> _Task list_
(1) Copy out everything from "Previously, SFU values" down to "-> 41614 (-1.81%)" in the vc4 patch below.
(2) Answer these questions about the vc4 patch below:
(a) Who wrote the patch?
(b) How many files did the patch change?
(c) What new field did it add to struct vc4_context?
* Begin Source *
From cc8fb2904673588d31b660dbfaf692615b5202dd Mon Sep 17 00:00:00 2001
From: Eric Anholt <eric@anholt.net>
Date: Fri, 31 Jul 2015 11:46:56 -0700
Subject: [PATCH] vc4: Make r4-writes implicitly move to a temp, and allocate
 temps to r4.

Previously, SFU values always moved to a temporary, and TLB color reads
and texture reads always lived in r4.  Instead, we can have these results
just be normal temporaries, and the register allocator can leave the
values in r4 when they don't interfere with anything else using r4.

shader-db results:
total instructions in shared programs: 100809 -> 100040 (-0.76%)
instructions in affected programs:     42383 -> 41614 (-1.81%)
---
 src/gallium/drivers/vc4/vc4_context.h         |  1 +
 .../drivers/vc4/vc4_opt_copy_propagation.c    |  5 +-
 src/gallium/drivers/vc4/vc4_opt_cse.c         | 16 +---
 src/gallium/drivers/vc4/vc4_program.c         | 19 ++---
 src/gallium/drivers/vc4/vc4_qir.c             | 18 ----
 src/gallium/drivers/vc4/vc4_qir.h             | 13 ---
 src/gallium/drivers/vc4/vc4_qpu_emit.c        | 58 ++++++-------
 .../drivers/vc4/vc4_register_allocate.c       | 83 ++++++++++++++-----
 8 files changed, 106 insertions(+), 107 deletions(-)

diff --git a/src/gallium/drivers/vc4/vc4_context.h b/src/gallium/drivers/vc4/vc4_context.h
index 30fb285eefe..654c46f3c0d 100644
--- a/src/gallium/drivers/vc4/vc4_context.h
+++ b/src/gallium/drivers/vc4/vc4_context.h
@@ -270,6 +270,7 @@ struct vc4_context {
 
         struct ra_regs *regs;
         unsigned int reg_class_any;
+        unsigned int reg_class_r4_or_a;
         unsigned int reg_class_a;
 
         uint8_t prim_mode;
diff --git a/src/gallium/drivers/vc4/vc4_opt_copy_propagation.c b/src/gallium/drivers/vc4/vc4_opt_copy_propagation.c
index d6d2fbf257f..a755de9aa41 100644
--- a/src/gallium/drivers/vc4/vc4_opt_copy_propagation.c
+++ b/src/gallium/drivers/vc4/vc4_opt_copy_propagation.c
@@ -67,10 +67,7 @@ qir_opt_copy_propagation(struct vc4_compile *c)
 
                 if (inst->op == QOP_MOV &&
                     inst->dst.file == QFILE_TEMP &&
-                    inst->src[0].file != QFILE_VPM &&
-                    !(inst->src[0].file == QFILE_TEMP &&
-                      (c->defs[inst->src[0].index]->op == QOP_TEX_RESULT ||
-                       c->defs[inst->src[0].index]->op == QOP_TLB_COLOR_READ))) {
+                    inst->src[0].file != QFILE_VPM) {
                         movs[inst->dst.index] = inst->src[0];
                 }
         }
diff --git a/src/gallium/drivers/vc4/vc4_opt_cse.c b/src/gallium/drivers/vc4/vc4_opt_cse.c
index 51a56504e5e..0e5480ea781 100644
--- a/src/gallium/drivers/vc4/vc4_opt_cse.c
+++ b/src/gallium/drivers/vc4/vc4_opt_cse.c
@@ -46,8 +46,7 @@ struct inst_key {
         struct qreg src[4];
         /**
          * If the instruction depends on the flags, how many SFs have been
-         * seen before this instruction, or if it depends on r4, how many r4
-         * writes have been seen.
* End Source *
* Begin Supplied records *
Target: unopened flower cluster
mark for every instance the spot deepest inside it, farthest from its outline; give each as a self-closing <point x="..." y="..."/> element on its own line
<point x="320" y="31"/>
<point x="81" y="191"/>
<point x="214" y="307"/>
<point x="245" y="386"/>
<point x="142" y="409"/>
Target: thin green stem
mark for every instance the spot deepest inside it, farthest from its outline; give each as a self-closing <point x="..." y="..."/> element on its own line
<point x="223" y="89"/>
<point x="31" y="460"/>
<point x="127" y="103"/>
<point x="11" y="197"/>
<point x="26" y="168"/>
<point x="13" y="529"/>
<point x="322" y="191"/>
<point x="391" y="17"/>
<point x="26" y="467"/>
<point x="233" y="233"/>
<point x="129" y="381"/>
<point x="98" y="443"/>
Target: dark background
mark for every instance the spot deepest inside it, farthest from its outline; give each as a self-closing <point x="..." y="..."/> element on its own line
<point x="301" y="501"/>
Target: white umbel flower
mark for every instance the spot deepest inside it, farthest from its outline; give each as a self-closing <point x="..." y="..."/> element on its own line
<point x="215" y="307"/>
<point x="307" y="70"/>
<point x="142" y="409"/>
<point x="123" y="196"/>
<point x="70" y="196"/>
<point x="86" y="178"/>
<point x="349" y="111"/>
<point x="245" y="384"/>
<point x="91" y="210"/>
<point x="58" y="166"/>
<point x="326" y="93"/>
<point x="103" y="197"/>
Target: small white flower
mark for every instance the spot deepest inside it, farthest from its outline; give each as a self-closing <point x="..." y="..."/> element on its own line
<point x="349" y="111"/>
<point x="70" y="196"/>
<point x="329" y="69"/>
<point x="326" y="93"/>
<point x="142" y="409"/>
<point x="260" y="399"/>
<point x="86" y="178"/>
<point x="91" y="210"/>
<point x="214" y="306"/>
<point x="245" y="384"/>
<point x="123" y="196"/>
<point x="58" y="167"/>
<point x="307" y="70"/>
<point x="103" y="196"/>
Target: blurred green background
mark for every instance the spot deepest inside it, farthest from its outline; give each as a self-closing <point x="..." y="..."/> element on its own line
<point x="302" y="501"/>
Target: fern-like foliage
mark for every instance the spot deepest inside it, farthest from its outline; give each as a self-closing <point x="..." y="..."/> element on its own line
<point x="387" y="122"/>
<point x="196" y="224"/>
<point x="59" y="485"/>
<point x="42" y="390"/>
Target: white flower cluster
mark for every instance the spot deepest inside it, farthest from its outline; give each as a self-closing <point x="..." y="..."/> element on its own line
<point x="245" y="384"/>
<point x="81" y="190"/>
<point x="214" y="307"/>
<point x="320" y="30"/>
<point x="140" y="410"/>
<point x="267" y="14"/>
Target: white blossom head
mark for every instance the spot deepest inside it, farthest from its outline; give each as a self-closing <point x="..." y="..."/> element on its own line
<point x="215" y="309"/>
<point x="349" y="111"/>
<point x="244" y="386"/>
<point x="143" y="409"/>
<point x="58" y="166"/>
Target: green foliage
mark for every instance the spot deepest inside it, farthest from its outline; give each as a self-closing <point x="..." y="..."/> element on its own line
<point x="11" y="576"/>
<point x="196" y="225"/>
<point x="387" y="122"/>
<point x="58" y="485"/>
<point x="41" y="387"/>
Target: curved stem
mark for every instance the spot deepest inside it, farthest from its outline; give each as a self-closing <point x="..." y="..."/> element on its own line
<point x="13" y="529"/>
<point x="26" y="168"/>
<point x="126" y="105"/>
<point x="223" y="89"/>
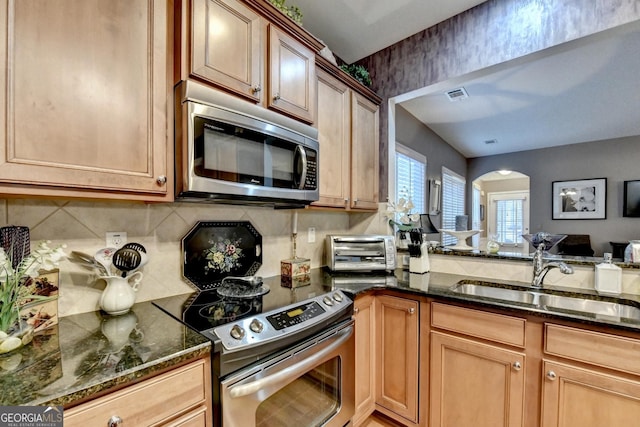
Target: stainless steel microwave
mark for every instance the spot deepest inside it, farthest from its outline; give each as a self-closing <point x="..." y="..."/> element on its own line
<point x="231" y="150"/>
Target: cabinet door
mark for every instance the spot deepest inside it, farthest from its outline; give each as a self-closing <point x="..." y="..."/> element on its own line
<point x="364" y="309"/>
<point x="83" y="103"/>
<point x="576" y="397"/>
<point x="228" y="45"/>
<point x="292" y="78"/>
<point x="333" y="121"/>
<point x="397" y="341"/>
<point x="179" y="397"/>
<point x="475" y="384"/>
<point x="364" y="153"/>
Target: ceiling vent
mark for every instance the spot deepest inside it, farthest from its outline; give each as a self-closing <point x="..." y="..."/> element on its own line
<point x="457" y="94"/>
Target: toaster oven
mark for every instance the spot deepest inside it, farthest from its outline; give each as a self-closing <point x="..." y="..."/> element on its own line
<point x="360" y="253"/>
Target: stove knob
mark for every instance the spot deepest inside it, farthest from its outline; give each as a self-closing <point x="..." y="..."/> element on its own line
<point x="256" y="326"/>
<point x="236" y="332"/>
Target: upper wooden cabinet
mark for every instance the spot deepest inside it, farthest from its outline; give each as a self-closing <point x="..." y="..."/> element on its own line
<point x="228" y="44"/>
<point x="348" y="133"/>
<point x="84" y="99"/>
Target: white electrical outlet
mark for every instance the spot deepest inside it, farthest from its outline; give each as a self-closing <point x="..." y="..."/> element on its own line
<point x="116" y="239"/>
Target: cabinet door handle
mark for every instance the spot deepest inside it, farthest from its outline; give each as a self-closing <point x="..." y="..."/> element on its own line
<point x="115" y="421"/>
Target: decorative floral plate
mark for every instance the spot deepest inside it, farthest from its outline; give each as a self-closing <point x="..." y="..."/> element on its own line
<point x="215" y="250"/>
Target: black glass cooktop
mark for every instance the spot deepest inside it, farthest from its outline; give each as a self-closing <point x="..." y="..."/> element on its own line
<point x="206" y="309"/>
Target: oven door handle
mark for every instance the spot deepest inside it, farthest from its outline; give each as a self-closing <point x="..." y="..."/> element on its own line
<point x="292" y="371"/>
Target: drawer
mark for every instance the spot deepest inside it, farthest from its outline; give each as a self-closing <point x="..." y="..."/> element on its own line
<point x="609" y="351"/>
<point x="490" y="326"/>
<point x="149" y="402"/>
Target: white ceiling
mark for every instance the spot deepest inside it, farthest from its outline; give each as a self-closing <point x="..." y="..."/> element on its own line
<point x="582" y="91"/>
<point x="354" y="29"/>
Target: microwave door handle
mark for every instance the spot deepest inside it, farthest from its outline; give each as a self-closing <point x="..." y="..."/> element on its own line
<point x="292" y="371"/>
<point x="303" y="157"/>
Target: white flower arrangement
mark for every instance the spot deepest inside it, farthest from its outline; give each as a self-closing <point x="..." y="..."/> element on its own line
<point x="16" y="284"/>
<point x="400" y="216"/>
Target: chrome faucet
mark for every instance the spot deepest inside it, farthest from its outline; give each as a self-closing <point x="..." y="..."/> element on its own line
<point x="540" y="269"/>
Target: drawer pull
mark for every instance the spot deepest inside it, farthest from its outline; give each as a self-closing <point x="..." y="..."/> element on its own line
<point x="115" y="421"/>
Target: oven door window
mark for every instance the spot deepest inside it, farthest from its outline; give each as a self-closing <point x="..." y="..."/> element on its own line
<point x="236" y="154"/>
<point x="310" y="400"/>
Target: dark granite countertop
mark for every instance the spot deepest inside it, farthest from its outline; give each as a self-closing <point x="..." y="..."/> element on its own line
<point x="514" y="255"/>
<point x="438" y="285"/>
<point x="88" y="354"/>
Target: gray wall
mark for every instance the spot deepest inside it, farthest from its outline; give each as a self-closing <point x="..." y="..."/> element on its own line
<point x="617" y="160"/>
<point x="414" y="134"/>
<point x="491" y="33"/>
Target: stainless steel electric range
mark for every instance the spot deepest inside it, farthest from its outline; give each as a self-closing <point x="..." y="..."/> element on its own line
<point x="282" y="356"/>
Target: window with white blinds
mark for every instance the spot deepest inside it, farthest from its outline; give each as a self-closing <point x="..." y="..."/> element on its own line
<point x="508" y="216"/>
<point x="509" y="227"/>
<point x="411" y="172"/>
<point x="453" y="193"/>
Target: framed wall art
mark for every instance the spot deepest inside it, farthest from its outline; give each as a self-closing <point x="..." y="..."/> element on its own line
<point x="581" y="199"/>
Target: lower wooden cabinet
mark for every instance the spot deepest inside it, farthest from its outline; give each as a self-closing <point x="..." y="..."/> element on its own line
<point x="397" y="341"/>
<point x="595" y="382"/>
<point x="180" y="397"/>
<point x="365" y="369"/>
<point x="469" y="367"/>
<point x="578" y="397"/>
<point x="474" y="384"/>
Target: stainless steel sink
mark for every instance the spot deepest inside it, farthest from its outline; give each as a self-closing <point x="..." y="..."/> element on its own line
<point x="547" y="301"/>
<point x="502" y="294"/>
<point x="583" y="305"/>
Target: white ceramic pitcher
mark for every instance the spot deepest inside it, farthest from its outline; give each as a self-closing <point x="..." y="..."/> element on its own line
<point x="120" y="294"/>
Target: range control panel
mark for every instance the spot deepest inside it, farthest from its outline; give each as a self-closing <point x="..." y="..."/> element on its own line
<point x="272" y="325"/>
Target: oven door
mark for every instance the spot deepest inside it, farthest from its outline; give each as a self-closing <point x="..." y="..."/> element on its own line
<point x="312" y="384"/>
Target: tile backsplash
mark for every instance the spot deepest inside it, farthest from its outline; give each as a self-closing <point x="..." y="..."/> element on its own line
<point x="82" y="226"/>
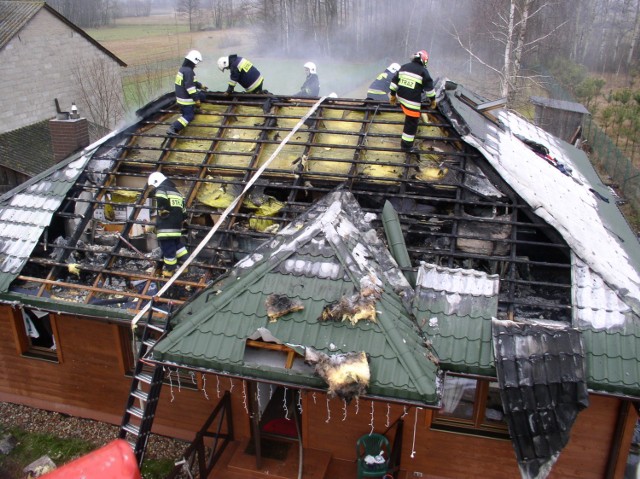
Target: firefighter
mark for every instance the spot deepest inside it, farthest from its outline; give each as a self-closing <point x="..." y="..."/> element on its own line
<point x="407" y="86"/>
<point x="379" y="88"/>
<point x="170" y="215"/>
<point x="189" y="92"/>
<point x="241" y="71"/>
<point x="311" y="85"/>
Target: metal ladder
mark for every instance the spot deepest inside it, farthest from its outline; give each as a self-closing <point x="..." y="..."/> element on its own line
<point x="144" y="393"/>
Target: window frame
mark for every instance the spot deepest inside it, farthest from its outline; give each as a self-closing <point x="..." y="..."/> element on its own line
<point x="25" y="347"/>
<point x="477" y="424"/>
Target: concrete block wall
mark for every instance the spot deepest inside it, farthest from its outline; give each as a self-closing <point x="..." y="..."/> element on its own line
<point x="38" y="65"/>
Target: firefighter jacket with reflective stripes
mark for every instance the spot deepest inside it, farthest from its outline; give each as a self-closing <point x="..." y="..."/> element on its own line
<point x="310" y="87"/>
<point x="242" y="71"/>
<point x="170" y="210"/>
<point x="379" y="88"/>
<point x="186" y="84"/>
<point x="411" y="80"/>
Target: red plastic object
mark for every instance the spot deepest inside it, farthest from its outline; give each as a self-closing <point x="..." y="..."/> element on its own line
<point x="115" y="460"/>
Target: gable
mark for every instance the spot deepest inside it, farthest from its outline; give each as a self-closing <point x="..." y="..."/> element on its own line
<point x="329" y="254"/>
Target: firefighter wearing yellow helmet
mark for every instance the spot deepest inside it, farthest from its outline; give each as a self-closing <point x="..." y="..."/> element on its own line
<point x="407" y="87"/>
<point x="241" y="71"/>
<point x="189" y="92"/>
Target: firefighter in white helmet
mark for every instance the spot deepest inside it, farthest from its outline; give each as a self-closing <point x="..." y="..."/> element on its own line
<point x="407" y="87"/>
<point x="170" y="214"/>
<point x="189" y="92"/>
<point x="241" y="71"/>
<point x="311" y="85"/>
<point x="379" y="88"/>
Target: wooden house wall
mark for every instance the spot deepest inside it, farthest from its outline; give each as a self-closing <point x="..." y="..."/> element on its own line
<point x="90" y="382"/>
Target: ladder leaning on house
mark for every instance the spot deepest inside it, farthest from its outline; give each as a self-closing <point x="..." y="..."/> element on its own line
<point x="146" y="385"/>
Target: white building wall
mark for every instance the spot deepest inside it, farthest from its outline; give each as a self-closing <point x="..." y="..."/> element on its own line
<point x="37" y="67"/>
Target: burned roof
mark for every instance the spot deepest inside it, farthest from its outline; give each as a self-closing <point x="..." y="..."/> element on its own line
<point x="541" y="373"/>
<point x="350" y="297"/>
<point x="475" y="198"/>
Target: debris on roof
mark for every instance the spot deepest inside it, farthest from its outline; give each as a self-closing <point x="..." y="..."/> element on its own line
<point x="346" y="374"/>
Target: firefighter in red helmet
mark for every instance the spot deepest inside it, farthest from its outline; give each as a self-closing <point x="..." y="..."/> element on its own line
<point x="407" y="87"/>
* End Supplied records *
> _Responses in order_
(1)
Previously, SFU values always moved to a temporary, and TLB color reads
and texture reads always lived in r4.  Instead, we can have these results
just be normal temporaries, and the register allocator can leave the
values in r4 when they don't interfere with anything else using r4.

shader-db results:
total instructions in shared programs: 100809 -> 100040 (-0.76%)
instructions in affected programs:     42383 -> 41614 (-1.81%)

(2)
(a) Eric Anholt
(b) 8
(c) reg_class_r4_or_a